_REQUIRED WORK_. Give the data below as a numbered list, from the line containing "trace: smiling man" through the end of the data, with both ends included and any blank lines left out.

***

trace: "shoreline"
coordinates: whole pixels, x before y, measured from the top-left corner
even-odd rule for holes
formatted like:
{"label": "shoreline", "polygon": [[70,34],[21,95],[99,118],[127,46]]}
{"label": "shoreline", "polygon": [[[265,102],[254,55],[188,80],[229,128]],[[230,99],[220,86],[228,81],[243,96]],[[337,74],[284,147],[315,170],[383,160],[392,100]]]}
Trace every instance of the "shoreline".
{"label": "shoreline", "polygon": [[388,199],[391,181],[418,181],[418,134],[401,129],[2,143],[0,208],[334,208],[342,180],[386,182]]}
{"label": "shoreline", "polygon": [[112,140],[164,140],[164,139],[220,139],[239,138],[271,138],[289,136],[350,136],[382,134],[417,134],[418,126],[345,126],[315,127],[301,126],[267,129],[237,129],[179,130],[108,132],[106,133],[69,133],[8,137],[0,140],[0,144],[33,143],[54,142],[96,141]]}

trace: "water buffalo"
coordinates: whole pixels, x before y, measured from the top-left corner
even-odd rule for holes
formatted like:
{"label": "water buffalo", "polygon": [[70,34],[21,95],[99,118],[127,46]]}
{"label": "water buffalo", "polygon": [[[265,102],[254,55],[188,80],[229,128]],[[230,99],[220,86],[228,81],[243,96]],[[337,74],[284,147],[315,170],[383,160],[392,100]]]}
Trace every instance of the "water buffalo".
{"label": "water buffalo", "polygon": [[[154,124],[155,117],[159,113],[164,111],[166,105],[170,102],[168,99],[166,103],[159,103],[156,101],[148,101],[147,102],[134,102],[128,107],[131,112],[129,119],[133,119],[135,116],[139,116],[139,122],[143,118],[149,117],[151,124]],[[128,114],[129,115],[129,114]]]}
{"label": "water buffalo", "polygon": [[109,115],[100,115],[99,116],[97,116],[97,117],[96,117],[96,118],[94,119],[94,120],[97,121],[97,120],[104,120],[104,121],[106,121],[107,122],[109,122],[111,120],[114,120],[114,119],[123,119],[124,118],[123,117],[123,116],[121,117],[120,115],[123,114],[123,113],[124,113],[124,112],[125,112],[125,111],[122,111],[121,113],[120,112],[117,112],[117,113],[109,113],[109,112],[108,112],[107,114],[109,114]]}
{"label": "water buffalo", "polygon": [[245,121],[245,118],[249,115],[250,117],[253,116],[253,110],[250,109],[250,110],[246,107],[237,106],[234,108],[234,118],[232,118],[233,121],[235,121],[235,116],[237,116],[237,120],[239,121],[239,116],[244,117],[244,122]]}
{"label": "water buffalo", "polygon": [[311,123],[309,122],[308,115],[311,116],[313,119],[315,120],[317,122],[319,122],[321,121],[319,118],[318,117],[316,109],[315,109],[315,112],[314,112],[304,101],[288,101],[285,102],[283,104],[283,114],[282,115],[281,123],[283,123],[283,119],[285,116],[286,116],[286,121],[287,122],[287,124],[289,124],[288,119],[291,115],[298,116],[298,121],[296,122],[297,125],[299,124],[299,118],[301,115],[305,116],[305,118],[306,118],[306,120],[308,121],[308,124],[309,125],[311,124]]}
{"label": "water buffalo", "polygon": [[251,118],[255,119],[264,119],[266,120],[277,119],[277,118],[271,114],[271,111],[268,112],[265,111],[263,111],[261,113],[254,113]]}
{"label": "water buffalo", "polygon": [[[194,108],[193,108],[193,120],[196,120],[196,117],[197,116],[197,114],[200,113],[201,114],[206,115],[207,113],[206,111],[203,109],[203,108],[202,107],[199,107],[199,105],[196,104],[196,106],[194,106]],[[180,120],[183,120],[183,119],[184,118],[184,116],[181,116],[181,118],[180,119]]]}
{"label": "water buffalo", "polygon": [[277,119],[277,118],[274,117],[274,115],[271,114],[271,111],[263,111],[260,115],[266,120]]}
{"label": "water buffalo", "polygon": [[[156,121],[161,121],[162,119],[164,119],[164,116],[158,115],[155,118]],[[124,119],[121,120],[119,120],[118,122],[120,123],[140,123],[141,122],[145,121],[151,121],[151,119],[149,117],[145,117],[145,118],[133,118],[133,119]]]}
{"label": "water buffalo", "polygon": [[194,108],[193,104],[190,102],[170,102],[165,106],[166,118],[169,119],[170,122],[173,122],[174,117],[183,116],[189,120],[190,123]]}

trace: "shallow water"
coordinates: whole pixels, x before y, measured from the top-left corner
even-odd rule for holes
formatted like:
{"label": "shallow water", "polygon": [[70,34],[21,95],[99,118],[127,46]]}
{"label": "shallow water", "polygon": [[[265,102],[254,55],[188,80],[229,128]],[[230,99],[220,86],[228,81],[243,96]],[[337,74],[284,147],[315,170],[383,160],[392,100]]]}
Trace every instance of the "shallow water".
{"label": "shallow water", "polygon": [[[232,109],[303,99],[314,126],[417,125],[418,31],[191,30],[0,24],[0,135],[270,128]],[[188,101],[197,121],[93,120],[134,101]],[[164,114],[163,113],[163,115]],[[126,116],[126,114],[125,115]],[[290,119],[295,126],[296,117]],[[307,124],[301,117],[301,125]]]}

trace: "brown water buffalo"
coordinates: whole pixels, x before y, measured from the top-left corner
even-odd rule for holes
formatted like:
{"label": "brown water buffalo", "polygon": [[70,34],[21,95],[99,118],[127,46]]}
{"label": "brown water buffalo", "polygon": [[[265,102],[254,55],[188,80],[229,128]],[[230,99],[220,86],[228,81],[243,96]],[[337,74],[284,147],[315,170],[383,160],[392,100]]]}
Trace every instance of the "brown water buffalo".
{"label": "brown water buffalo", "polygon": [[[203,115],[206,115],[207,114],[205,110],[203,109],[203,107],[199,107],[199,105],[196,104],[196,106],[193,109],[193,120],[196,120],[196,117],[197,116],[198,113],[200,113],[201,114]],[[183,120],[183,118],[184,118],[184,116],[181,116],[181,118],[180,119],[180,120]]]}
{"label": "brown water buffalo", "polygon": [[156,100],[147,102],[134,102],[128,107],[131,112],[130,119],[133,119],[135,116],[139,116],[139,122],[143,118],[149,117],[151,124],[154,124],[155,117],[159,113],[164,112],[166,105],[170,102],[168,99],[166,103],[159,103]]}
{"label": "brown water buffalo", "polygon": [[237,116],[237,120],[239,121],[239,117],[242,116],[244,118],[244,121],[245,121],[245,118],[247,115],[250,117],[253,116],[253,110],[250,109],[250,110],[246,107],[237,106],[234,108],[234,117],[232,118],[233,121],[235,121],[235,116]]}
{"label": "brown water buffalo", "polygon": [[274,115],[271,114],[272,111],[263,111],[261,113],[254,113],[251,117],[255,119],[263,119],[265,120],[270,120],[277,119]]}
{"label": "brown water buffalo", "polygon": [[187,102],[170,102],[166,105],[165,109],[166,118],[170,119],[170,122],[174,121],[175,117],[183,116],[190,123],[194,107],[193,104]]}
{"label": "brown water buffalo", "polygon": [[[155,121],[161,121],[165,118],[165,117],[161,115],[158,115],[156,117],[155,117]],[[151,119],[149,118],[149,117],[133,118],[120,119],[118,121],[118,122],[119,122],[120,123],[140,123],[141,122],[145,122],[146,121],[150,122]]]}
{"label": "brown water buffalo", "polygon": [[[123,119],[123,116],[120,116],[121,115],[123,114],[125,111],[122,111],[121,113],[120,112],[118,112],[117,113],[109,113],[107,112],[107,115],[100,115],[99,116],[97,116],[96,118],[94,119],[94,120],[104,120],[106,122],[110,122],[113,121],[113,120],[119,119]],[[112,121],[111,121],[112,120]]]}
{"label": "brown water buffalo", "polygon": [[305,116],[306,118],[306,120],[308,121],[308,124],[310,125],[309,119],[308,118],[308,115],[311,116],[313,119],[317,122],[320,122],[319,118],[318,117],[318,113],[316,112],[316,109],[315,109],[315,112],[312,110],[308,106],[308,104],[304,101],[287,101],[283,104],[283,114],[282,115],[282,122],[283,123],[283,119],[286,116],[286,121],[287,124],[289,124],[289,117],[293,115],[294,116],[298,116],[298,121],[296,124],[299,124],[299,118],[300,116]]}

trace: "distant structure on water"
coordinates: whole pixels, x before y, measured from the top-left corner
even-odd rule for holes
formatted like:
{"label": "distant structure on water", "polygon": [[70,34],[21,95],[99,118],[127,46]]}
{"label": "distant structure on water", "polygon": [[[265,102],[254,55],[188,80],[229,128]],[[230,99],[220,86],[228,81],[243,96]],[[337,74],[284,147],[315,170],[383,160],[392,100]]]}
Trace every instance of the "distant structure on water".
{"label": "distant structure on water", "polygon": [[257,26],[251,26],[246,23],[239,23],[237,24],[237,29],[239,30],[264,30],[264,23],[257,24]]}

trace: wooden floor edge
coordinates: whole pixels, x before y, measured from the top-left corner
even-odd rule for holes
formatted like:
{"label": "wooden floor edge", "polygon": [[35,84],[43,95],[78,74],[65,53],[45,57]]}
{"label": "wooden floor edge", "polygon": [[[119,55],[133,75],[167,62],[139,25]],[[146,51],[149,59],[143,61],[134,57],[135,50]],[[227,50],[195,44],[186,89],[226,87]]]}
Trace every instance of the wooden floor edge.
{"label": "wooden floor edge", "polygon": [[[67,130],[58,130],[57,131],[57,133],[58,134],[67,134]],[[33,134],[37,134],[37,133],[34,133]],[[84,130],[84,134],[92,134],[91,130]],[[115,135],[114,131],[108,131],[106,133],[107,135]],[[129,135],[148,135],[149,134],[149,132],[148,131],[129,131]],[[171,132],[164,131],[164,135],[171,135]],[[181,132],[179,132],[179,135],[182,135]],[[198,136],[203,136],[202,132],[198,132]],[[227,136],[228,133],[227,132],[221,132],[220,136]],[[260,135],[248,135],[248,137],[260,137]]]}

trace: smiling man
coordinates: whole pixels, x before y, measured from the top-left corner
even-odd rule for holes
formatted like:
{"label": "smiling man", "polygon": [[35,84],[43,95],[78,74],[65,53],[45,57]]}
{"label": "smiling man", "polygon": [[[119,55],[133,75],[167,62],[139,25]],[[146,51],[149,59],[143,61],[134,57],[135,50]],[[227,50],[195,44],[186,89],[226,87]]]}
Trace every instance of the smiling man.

***

_TASK SOLUTION_.
1. trace: smiling man
2. coordinates: whole pixels, x before y, measured from the top-left corner
3. even-odd rule for holes
4. formatted like:
5. {"label": "smiling man", "polygon": [[35,84],[43,95],[78,74],[65,53],[45,57]]}
6. {"label": "smiling man", "polygon": [[[119,55],[133,75],[167,62],[139,25]],[[146,51],[149,59],[143,61],[134,57],[135,50]],[[227,50],[195,44],[186,89],[226,87]]]}
7. Trace every instance of the smiling man.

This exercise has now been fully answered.